*** Opening Material provided ***

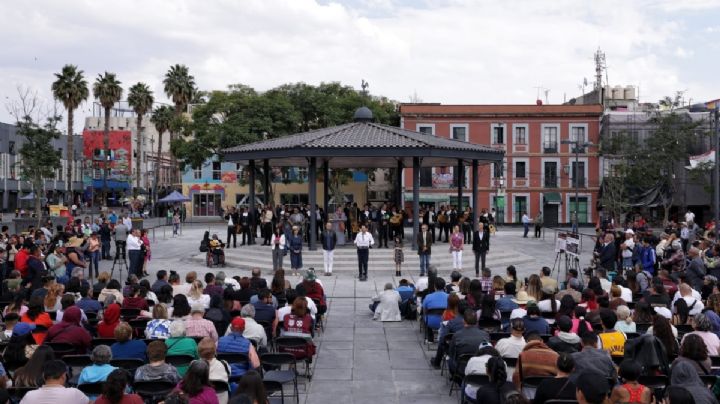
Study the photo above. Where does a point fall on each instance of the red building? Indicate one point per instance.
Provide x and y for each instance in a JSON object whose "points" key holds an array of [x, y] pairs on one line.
{"points": [[538, 171], [119, 176]]}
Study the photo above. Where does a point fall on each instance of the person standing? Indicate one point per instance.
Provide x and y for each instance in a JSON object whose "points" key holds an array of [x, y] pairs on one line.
{"points": [[329, 240], [383, 229], [232, 220], [538, 224], [456, 247], [481, 245], [279, 247], [134, 245], [424, 243], [295, 244], [363, 241], [526, 224]]}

*** Closing Material provided ***

» **Your objective**
Search the listing for the string "Study". Copy each line where it turns up.

» **Result**
Study the photo above. Where does a point fall on each instance of the red building? Indicate one point per instance.
Study the photo above. Where does a point fall on each instance of the person standing? Indicate one point per instance.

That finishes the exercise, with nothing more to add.